Excerpt to read:
BEGIN

The problem with "ego" as a concept IMO is that it carries negative connotations with most people and isn't exactly well-defined - some people might see it as always a bad thing (I think you might fall into this camp given that your phrasing "dedication and care expresses itself to others as ego" rather than saying it merely is ego). Personally I think that that
is ego, but that ego is not necessarily a bad thing.
There is nothing wrong with taking pride in your work, nor in recognizing that you might actually be more knowledgable/skilled/correct in some particular matter than someone else and communicating that to them - as long as that sense of knowledge/skill/correctness is not misplaced, not expressed cruelly, and the actual reasoning is explained. To me, that is "good ego". But if someone thinks they always know better than someone else in all cases or isn't even willing to open discourse/explain why that's "bad ego".
I guess to me, the sentiment expressed in this article is one that I feel strays too far into the realm of toxic positivity or crabs-in-a-bucket where merely being opinionated or passionate about your work is a bad thing because sometimes other people get their feelings hurt when you explain why their approach won't work well. I just don't think being egoless is necessarily good. I certainly wouldn't sit there smiling while something I worked on for years got destroyed by other people, because it'd be impolite or egotistical to point out that they're destroying something. But of course, there is a difference between something actually getting ruined, and having a meltdown because someone started naming variable in snake_case instead of camelCase.

END

Given records:
BEGIN

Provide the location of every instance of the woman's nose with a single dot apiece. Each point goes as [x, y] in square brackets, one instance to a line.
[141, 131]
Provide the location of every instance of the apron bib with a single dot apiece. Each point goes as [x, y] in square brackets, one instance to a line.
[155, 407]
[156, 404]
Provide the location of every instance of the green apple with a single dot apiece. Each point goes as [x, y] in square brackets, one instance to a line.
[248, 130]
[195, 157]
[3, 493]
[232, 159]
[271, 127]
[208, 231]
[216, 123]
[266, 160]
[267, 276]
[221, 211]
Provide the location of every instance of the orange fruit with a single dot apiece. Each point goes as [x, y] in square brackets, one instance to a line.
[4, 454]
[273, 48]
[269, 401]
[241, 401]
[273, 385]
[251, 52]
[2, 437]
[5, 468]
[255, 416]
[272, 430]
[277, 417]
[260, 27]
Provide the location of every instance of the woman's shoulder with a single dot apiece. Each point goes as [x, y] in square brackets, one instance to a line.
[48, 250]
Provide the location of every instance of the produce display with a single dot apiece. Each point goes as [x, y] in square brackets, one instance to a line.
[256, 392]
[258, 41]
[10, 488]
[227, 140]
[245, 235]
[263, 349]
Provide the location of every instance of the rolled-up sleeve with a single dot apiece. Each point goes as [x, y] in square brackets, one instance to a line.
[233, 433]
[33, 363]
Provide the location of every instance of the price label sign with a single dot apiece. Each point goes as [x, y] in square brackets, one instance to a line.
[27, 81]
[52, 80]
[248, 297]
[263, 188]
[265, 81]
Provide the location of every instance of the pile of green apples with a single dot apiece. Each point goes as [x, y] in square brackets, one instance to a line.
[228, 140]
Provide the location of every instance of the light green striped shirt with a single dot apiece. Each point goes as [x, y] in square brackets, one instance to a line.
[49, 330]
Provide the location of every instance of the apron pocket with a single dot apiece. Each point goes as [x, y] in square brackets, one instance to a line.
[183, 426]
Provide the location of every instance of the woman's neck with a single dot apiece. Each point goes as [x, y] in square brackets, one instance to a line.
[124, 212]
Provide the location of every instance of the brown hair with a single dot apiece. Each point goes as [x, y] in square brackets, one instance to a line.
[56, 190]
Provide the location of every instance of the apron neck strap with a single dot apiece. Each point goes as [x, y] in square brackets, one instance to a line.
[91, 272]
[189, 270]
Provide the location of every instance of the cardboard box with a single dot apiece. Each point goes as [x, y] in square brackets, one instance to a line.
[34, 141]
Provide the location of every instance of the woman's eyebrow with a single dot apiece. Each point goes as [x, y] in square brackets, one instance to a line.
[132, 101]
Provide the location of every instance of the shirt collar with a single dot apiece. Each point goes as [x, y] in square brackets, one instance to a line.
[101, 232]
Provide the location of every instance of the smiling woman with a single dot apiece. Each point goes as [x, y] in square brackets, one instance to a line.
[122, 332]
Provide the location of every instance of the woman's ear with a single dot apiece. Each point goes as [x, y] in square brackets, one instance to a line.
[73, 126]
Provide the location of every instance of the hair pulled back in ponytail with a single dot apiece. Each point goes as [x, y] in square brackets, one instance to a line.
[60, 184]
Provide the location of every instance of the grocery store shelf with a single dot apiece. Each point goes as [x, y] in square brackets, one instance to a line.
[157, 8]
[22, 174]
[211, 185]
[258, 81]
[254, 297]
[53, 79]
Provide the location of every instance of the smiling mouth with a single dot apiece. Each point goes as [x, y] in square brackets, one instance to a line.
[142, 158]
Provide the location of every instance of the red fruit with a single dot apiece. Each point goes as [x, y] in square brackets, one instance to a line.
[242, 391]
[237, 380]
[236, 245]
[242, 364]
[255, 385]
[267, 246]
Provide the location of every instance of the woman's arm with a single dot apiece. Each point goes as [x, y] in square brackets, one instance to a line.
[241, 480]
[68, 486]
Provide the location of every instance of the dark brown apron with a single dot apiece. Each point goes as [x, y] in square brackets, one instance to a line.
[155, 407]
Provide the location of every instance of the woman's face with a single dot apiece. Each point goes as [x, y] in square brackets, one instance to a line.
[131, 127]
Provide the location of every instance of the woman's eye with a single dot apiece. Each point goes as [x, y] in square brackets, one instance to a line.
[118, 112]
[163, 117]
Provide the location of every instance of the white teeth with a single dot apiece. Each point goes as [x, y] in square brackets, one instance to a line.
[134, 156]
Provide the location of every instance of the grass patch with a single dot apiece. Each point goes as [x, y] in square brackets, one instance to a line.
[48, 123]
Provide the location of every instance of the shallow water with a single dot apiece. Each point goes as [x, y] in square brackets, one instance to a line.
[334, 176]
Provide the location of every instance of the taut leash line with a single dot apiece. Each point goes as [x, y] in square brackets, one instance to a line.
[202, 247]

END

What needs to be done: Reproduce everything in the comment on ego above from "I guess to me, the" down to "instead of camelCase.", character for character.

Completed task:
I guess to me, the sentiment expressed in this article is one that I feel strays too far into the realm of toxic positivity or crabs-in-a-bucket where merely being opinionated or passionate about your work is a bad thing because sometimes other people get their feelings hurt when you explain why their approach won't work well. I just don't think being egoless is necessarily good. I certainly wouldn't sit there smiling while something I worked on for years got destroyed by other people, because it'd be impolite or egotistical to point out that they're destroying something. But of course, there is a difference between something actually getting ruined, and having a meltdown because someone started naming variable in snake_case instead of camelCase.